**RECORDS FOR THIS TASK:**
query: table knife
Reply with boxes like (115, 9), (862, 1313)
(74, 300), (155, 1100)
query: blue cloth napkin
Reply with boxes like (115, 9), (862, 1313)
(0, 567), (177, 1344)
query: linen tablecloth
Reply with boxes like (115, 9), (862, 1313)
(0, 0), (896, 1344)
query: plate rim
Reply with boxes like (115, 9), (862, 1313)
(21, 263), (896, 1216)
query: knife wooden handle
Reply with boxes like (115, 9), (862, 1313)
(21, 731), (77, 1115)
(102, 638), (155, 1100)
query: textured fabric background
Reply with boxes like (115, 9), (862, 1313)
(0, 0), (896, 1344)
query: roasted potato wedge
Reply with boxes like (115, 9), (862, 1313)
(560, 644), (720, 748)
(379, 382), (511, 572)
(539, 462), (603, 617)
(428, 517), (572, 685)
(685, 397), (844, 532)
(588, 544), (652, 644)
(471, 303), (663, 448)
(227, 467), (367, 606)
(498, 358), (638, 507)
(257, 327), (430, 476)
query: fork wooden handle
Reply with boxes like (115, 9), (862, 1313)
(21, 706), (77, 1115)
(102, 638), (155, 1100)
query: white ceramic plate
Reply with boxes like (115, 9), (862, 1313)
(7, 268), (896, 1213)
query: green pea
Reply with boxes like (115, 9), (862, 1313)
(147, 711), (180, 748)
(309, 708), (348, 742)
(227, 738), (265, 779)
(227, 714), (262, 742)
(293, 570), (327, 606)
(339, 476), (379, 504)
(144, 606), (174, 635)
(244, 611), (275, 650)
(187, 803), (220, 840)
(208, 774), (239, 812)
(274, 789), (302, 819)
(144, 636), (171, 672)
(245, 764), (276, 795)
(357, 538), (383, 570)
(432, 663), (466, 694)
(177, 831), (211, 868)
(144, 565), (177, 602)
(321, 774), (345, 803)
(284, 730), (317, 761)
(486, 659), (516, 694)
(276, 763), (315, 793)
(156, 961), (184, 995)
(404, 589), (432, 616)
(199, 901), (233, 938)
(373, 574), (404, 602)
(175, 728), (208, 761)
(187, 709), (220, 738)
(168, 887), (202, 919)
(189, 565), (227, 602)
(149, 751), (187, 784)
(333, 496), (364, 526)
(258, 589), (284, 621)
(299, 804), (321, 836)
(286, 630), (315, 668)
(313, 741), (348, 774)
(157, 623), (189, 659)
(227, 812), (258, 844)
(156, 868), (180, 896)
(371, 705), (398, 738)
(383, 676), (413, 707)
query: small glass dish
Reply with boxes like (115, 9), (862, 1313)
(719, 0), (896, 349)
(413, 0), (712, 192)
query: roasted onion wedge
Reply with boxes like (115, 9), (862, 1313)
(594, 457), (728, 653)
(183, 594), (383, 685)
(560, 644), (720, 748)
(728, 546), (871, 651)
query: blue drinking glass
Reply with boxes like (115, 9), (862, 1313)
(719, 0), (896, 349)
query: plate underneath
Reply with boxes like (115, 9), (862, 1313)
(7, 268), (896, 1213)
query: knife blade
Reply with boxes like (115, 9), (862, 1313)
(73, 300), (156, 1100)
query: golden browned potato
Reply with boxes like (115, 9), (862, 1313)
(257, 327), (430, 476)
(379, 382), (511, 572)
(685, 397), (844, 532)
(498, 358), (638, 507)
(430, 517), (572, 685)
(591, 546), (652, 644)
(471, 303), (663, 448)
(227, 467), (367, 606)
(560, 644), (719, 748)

**WHAT THE TASK ASKS:** Copy the records from the line with "query: small glass dish" up to and including the last line of the records. Shift every coordinate in the answers by -145, and keep all other lines, including the sample coordinates in the reply format, unchanged.

**THE REPLY:**
query: small glass dish
Reply with boxes like (115, 9), (862, 1313)
(574, -145), (751, 204)
(268, -145), (567, 47)
query: roasted onion wedge
Reply with boxes like (115, 9), (862, 1313)
(449, 312), (583, 508)
(38, 449), (238, 540)
(415, 499), (575, 603)
(583, 401), (726, 506)
query: blue drinking glass
Reply with boxes like (115, 9), (862, 1313)
(574, -145), (751, 204)
query: plate underneath
Reply with boxes like (115, 9), (862, 1313)
(-138, 123), (751, 1068)
query: knife blade
Reply with boxes like (115, 9), (862, 1313)
(-72, 155), (11, 955)
query: golden browned potato
Reply with boxes like (115, 9), (862, 1313)
(112, 182), (285, 331)
(234, 237), (366, 427)
(540, 252), (699, 387)
(353, 213), (493, 362)
(285, 372), (427, 540)
(446, 401), (507, 499)
(326, 158), (518, 303)
(82, 322), (222, 461)
(415, 499), (574, 603)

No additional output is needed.